++++ Page text ++++
Staffing agency employment has been among the fastest-growing sectors of the U.S. economy for the last several years. Since the recession’s official end in June 2009, the industry has added 1.24 million new jobs, or about 12.3 percent of all new private sector jobs. Staffing of temporary and contract workers rose 5.4 percent in 2014, but accelerated by 4.2 percent from the third to fourth quarter–a 16.8 percent annualized rate. G. Palmer and Associates predicts that temp employment will grow 10.5 percent in 2015.

As the financial and legal costs of the “employee” have spiked, 24 hour “digital connectedness” has been evolving from the social realm to the workforce as the preferred means to “interact and transact digitally.” Most Americans and soon most people on earth will have their “digital profiles” stored in digital devices and digital clouds. Those profiles are increasingly “owned” by corporations like a LinkedIn, a Gild, or Entelo.

CVs and résumés are rapidly becoming things of the past for long term work engagements (as in “permanent jobs”) or short-term ones (ranging from projects to micro-tasks). The digitally-capable and digitally-enmeshed population of workers in the gig economy of the future will increasingly be hired and fired through some digital “intermediated” processes, referred to by Andrew Sharpie, analyst/consultant at The Research Platform, as the “New-Net-Work-Force.”

This brave new world has been romantically evangelized by success stories from entrepreneurial contractors that get referrals, early customers, and a stream of repeat business from 1099 gigs through apps like HandyEazeLuxe, and Upwork.
++++ Given records ++++
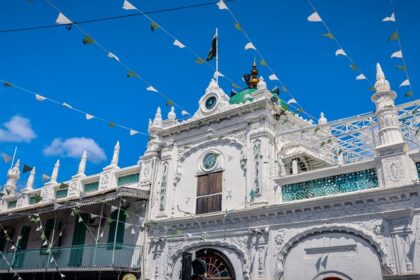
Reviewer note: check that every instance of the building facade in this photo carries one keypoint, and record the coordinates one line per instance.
(245, 184)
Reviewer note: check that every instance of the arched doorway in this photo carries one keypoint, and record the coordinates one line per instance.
(218, 266)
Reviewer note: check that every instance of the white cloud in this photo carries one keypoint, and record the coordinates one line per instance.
(74, 147)
(17, 129)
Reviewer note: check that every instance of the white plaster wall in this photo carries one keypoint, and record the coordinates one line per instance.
(233, 180)
(363, 263)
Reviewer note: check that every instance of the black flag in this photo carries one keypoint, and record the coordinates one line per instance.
(213, 50)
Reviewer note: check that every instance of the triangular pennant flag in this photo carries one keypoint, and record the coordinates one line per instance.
(113, 56)
(199, 60)
(179, 44)
(128, 6)
(154, 26)
(6, 157)
(217, 74)
(67, 105)
(405, 83)
(222, 6)
(340, 52)
(397, 54)
(89, 116)
(45, 177)
(151, 88)
(169, 103)
(132, 74)
(390, 18)
(62, 19)
(39, 97)
(361, 77)
(394, 36)
(133, 132)
(88, 40)
(249, 46)
(314, 17)
(26, 168)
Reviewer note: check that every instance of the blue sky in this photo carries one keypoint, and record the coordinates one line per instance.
(56, 64)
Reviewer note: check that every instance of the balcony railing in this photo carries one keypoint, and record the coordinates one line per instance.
(86, 257)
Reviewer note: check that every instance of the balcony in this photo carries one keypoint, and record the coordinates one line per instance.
++++
#### [What you need to do]
A – Based on the staffing text, is each statement below true? Answer yes or no for each and quote the deciding words.
(i) The staffing industry has added 1.24 million new jobs since the recession ended in June 2009.
(ii) Staffing of temporary and contract workers rose 10.5 percent in 2014.
(iii) Digital profiles are increasingly owned by corporations.
B – List every percentage figure that appears in the staffing text.
C – Answer from the staffing text:
(i) Which firm predicts that temp employment will grow 10.5 percent in 2015?
(ii) What term does Andrew Sharpie use for the digitally hired and fired workforce?
(iii) What is rapidly becoming a thing of the past for long-term and short-term work engagements?

#### [Responses to the tasks]
A –
(i) Yes: "Since the recession’s official end in June 2009, the industry has added 1.24 million new jobs"
(ii) No: "Staffing of temporary and contract workers rose 5.4 percent in 2014"
(iii) Yes: "Those profiles are increasingly “owned” by corporations like a LinkedIn, a Gild, or Entelo."

B – 12.3 percent, 5.4 percent, 4.2 percent, 16.8 percent, 10.5 percent

C –
(i) G. Palmer and Associates
(ii) The "New-Net-Work-Force"
(iii) CVs and résumés